▶ [Passage to read]:
"""
Instantaneous global communications have given us a window on the world through which can be seen both the wonder of it all and the things that make us wonder about it all”

John Naisbitt (Global Paradox: 1994)

Abstract:

Cybercrime cut across territorial borders, creating a new realm of illegal human activity and undermining the feasibility--and legitimacy--of applying laws based on geographic boundaries. Territorially-based law-making and law-enforcing authorities find cybercrime deeply threatening. It has subjected the nation-State to unprecedented challenges with regard to its efficacy, sovereignty and functions. However, established territorial authorities may yet learn to defer to the self-regulatory efforts of Cyberspace participants who care most deeply about this new digital trade in ideas, information, and services. Separated from doctrine tied to territorial jurisdictions, new legislations will emerge, in a variety of online spaces, to deal with a wide range of new phenomena that have no clear parallel in the real world. Accordingly, this article seeks to address and analyse the following issues: Firstly, it examines how cybercrime is being addressed at the national and international levels.

Secondly, it reviews the state of the existing legislative and regulatory framework and their efficiency in combating this form of cross-border organised crime, taking the European Union

as a case study. Finally, the article will conclude by discussing the steps nations should take in their battle against this crime.

Table of Contents

Introduction

I. The Rise of Crime in Cyberspace

A. A Study of the Phenomenon.

B. The Scope of the Phenomenon.

C. Cyberspace Misuse and Abuse.
"""
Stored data
"""
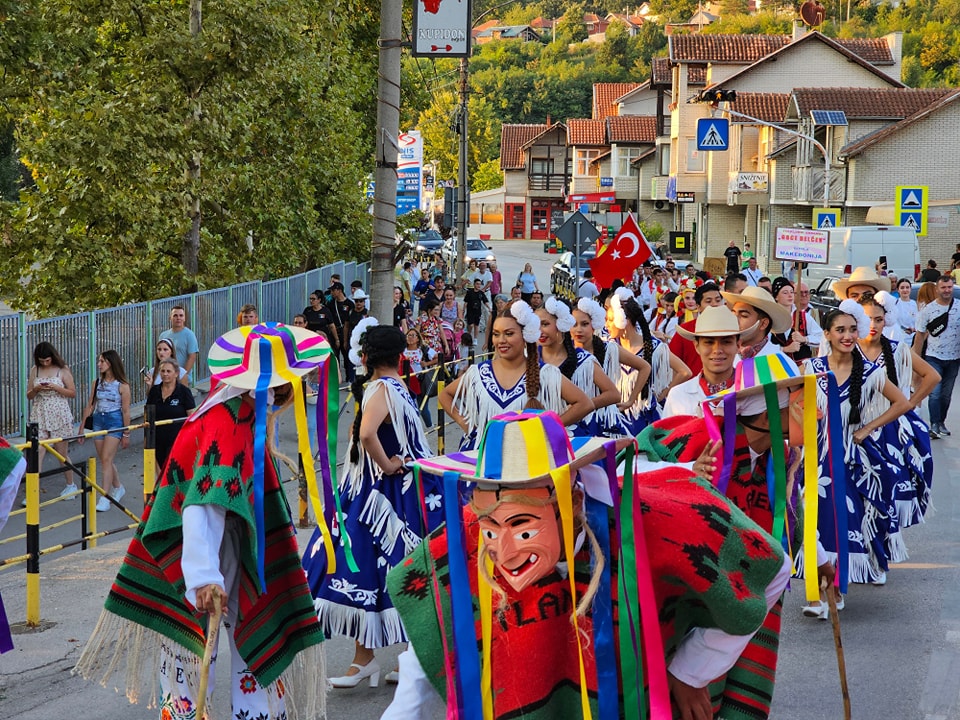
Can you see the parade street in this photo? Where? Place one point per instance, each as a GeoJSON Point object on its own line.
{"type": "Point", "coordinates": [901, 641]}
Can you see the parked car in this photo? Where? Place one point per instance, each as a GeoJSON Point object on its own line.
{"type": "Point", "coordinates": [562, 274]}
{"type": "Point", "coordinates": [477, 250]}
{"type": "Point", "coordinates": [426, 243]}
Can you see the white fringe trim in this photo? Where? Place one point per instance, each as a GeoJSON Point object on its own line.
{"type": "Point", "coordinates": [117, 644]}
{"type": "Point", "coordinates": [371, 629]}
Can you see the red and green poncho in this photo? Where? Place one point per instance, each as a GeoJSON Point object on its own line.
{"type": "Point", "coordinates": [211, 463]}
{"type": "Point", "coordinates": [710, 566]}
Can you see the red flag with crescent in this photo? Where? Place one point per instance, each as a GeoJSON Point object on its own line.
{"type": "Point", "coordinates": [621, 256]}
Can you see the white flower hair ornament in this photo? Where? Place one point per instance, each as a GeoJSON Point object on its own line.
{"type": "Point", "coordinates": [856, 311]}
{"type": "Point", "coordinates": [356, 339]}
{"type": "Point", "coordinates": [561, 312]}
{"type": "Point", "coordinates": [527, 319]}
{"type": "Point", "coordinates": [887, 301]}
{"type": "Point", "coordinates": [619, 297]}
{"type": "Point", "coordinates": [595, 310]}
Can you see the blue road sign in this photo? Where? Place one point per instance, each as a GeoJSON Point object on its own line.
{"type": "Point", "coordinates": [713, 134]}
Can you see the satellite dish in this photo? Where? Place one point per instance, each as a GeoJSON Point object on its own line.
{"type": "Point", "coordinates": [813, 13]}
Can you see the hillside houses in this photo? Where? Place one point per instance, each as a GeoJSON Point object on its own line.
{"type": "Point", "coordinates": [639, 150]}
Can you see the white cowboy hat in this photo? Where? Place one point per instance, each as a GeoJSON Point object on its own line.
{"type": "Point", "coordinates": [860, 276]}
{"type": "Point", "coordinates": [266, 355]}
{"type": "Point", "coordinates": [714, 322]}
{"type": "Point", "coordinates": [780, 318]}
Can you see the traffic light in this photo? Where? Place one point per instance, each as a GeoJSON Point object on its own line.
{"type": "Point", "coordinates": [717, 95]}
{"type": "Point", "coordinates": [450, 207]}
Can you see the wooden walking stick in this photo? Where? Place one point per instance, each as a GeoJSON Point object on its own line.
{"type": "Point", "coordinates": [213, 634]}
{"type": "Point", "coordinates": [838, 644]}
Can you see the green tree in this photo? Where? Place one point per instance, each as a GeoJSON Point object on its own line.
{"type": "Point", "coordinates": [104, 124]}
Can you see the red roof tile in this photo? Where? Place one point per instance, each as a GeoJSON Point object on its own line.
{"type": "Point", "coordinates": [736, 49]}
{"type": "Point", "coordinates": [632, 129]}
{"type": "Point", "coordinates": [605, 96]}
{"type": "Point", "coordinates": [875, 51]}
{"type": "Point", "coordinates": [867, 103]}
{"type": "Point", "coordinates": [586, 132]}
{"type": "Point", "coordinates": [771, 107]}
{"type": "Point", "coordinates": [512, 140]}
{"type": "Point", "coordinates": [873, 138]}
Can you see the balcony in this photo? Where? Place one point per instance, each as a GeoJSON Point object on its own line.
{"type": "Point", "coordinates": [546, 183]}
{"type": "Point", "coordinates": [808, 184]}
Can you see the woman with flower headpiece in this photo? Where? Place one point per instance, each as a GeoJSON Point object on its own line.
{"type": "Point", "coordinates": [380, 505]}
{"type": "Point", "coordinates": [579, 366]}
{"type": "Point", "coordinates": [909, 435]}
{"type": "Point", "coordinates": [511, 380]}
{"type": "Point", "coordinates": [217, 536]}
{"type": "Point", "coordinates": [867, 402]}
{"type": "Point", "coordinates": [626, 325]}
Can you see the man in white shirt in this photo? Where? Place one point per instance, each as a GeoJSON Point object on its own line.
{"type": "Point", "coordinates": [715, 337]}
{"type": "Point", "coordinates": [753, 273]}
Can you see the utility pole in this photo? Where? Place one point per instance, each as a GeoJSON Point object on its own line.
{"type": "Point", "coordinates": [385, 191]}
{"type": "Point", "coordinates": [463, 198]}
{"type": "Point", "coordinates": [190, 249]}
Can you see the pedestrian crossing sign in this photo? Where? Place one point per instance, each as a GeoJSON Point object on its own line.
{"type": "Point", "coordinates": [911, 207]}
{"type": "Point", "coordinates": [826, 218]}
{"type": "Point", "coordinates": [713, 134]}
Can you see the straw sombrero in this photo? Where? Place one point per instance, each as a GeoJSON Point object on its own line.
{"type": "Point", "coordinates": [520, 449]}
{"type": "Point", "coordinates": [262, 356]}
{"type": "Point", "coordinates": [715, 322]}
{"type": "Point", "coordinates": [860, 276]}
{"type": "Point", "coordinates": [780, 319]}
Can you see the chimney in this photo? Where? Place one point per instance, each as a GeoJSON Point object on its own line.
{"type": "Point", "coordinates": [895, 43]}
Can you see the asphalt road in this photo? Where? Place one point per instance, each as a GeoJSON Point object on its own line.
{"type": "Point", "coordinates": [901, 641]}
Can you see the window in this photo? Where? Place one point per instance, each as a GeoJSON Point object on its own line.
{"type": "Point", "coordinates": [694, 156]}
{"type": "Point", "coordinates": [624, 158]}
{"type": "Point", "coordinates": [541, 166]}
{"type": "Point", "coordinates": [582, 161]}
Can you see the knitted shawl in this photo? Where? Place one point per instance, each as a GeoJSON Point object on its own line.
{"type": "Point", "coordinates": [211, 463]}
{"type": "Point", "coordinates": [710, 567]}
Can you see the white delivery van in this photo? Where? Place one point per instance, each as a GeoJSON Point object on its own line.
{"type": "Point", "coordinates": [865, 246]}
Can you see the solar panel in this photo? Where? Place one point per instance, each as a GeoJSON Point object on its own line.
{"type": "Point", "coordinates": [828, 117]}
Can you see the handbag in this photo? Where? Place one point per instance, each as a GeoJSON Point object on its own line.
{"type": "Point", "coordinates": [88, 423]}
{"type": "Point", "coordinates": [936, 327]}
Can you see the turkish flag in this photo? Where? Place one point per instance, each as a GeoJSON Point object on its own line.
{"type": "Point", "coordinates": [625, 253]}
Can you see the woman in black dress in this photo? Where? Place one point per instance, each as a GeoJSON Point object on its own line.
{"type": "Point", "coordinates": [173, 401]}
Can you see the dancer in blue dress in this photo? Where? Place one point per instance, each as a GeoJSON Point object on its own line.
{"type": "Point", "coordinates": [512, 380]}
{"type": "Point", "coordinates": [909, 437]}
{"type": "Point", "coordinates": [868, 402]}
{"type": "Point", "coordinates": [626, 324]}
{"type": "Point", "coordinates": [382, 518]}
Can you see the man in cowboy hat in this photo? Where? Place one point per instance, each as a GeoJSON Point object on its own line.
{"type": "Point", "coordinates": [551, 625]}
{"type": "Point", "coordinates": [715, 340]}
{"type": "Point", "coordinates": [217, 534]}
{"type": "Point", "coordinates": [759, 315]}
{"type": "Point", "coordinates": [861, 280]}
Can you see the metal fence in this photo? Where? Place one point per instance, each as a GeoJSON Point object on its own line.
{"type": "Point", "coordinates": [132, 330]}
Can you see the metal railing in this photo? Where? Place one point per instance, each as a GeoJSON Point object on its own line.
{"type": "Point", "coordinates": [132, 330]}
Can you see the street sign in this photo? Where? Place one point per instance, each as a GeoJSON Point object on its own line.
{"type": "Point", "coordinates": [824, 218]}
{"type": "Point", "coordinates": [713, 134]}
{"type": "Point", "coordinates": [567, 233]}
{"type": "Point", "coordinates": [911, 207]}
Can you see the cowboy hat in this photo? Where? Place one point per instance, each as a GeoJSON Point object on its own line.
{"type": "Point", "coordinates": [266, 355]}
{"type": "Point", "coordinates": [714, 322]}
{"type": "Point", "coordinates": [519, 450]}
{"type": "Point", "coordinates": [860, 276]}
{"type": "Point", "coordinates": [780, 319]}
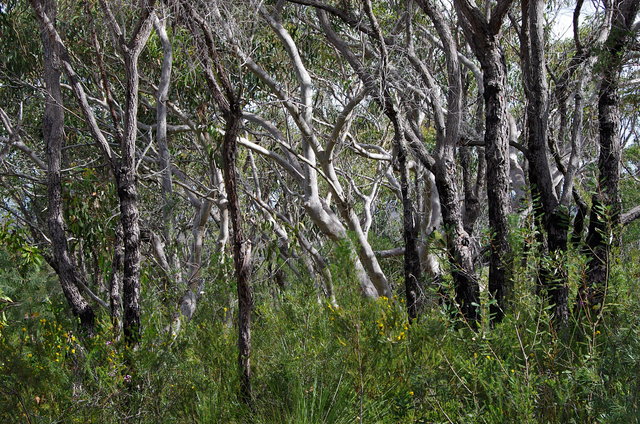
"""
▶ [Written problem]: In the cybercrime abstract, which body does the article use as its case study?

▶ [Completed task]: The European Union.